[Start PASSAGE PROVIDED]

# Club Intrawest & Westin @ Mammoth Lakes, CA



## Ken555 (Mar 10, 2011)

I haven't looked into CI in a long time, but met a couple a few days ago at the Westin Monache Hotel in Mammoth Lakes, CA using their CI points. Intrawest was involved with Mammoth development in the last ~10 years so this doesn't really surprise me, but I hadn't heard of it before. 

Does anyone have details on how many points it requires to get a studio/1bed/2bed at the Westin in Mammoth? Is this a standard reservation (as simple as booking at the CI properties?) or is this part of their exchange program?

The only reference to Mammoth I have found so far on the CI site is this page which refers to other Mammoth owned or operated properties (but the Westin is not listed...could this site simply be out of date?):
http://www.clubintrawestvillas.com/destinations/mammoth.html

As an aside, Mammoth has the best coverage this year ever! We had a fantastic time


----------



## tashamen (Mar 10, 2011)

Hi Ken,

This property is one of a few "selected Extraordinary Escapes partners" that Club Intrawest members can book online with our points. 1 and 2 BRs are available for booking, although the inventory for the rest of this year has not been released yet.  The CI website shows that 1BRs require between 26 and 37 CI points per night depending on the season and weekday or weekend night (plus a cash supplement between $49 and $79), and 2 BRs between 31 and 37 points (plus a supplement between $119 and $169).

[End PASSAGE PROVIDED]
[Start RECORDS SUPPLIED]

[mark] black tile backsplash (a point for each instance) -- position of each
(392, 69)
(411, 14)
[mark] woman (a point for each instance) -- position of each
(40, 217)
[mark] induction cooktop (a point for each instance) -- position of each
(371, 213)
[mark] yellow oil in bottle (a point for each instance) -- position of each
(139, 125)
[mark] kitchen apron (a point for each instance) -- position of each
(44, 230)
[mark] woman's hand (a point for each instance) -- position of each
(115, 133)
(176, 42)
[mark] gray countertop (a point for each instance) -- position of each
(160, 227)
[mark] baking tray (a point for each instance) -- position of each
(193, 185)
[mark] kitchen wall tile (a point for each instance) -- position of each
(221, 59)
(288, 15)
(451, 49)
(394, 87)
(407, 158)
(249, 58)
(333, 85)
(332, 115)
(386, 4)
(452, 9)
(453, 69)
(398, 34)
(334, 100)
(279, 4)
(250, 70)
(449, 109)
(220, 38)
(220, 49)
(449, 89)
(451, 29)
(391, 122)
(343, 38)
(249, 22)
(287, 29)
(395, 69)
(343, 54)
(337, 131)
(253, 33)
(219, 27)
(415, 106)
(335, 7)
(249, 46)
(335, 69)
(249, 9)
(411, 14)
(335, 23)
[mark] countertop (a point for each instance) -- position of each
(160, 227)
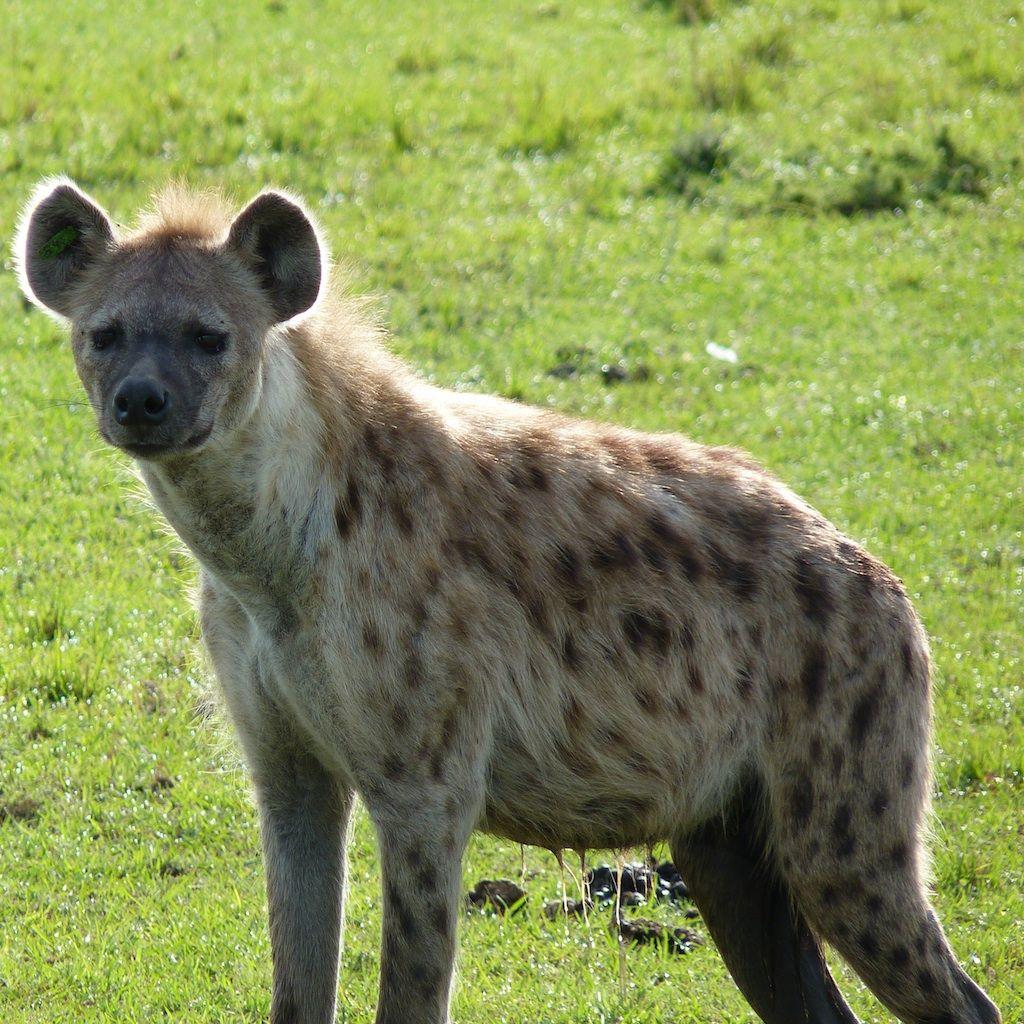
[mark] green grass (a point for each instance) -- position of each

[End RECORDS SUPPLIED]

■ EXERCISE
Write the next part of the Club Intrawest forum thread, starting after its final sentence. The listing is material of its own and does not belong to the Club Intrawest forum thread.

■ RESULT
Also there is a note that "A Resort Fee of $25 USD per night (plus taxes) will be charged at the resort & includes valet parking, ski valet service, wireless/wired internet service, local & long distance calls within the US as well as shuttle transportation in the Mammoth Lakes area & to the Mammoth Yosemite Airport."  So all in all, not a very good use of CI points IMO, though I don't know how much it would cost otherwise to stay there.  (There are also quite a few blackout dates.) 

The Napa Verasa Westin is also available to CI members for direct online booking for 1 and 2 BRs.


----------



## Ken555 (Mar 11, 2011)

Thanks for the info. It certainly doesn't seem like this is a good use of CI points after all. 

FYI, the $25 nightly resort fee is assessed to all guests. Westin has this at many of their "resorts".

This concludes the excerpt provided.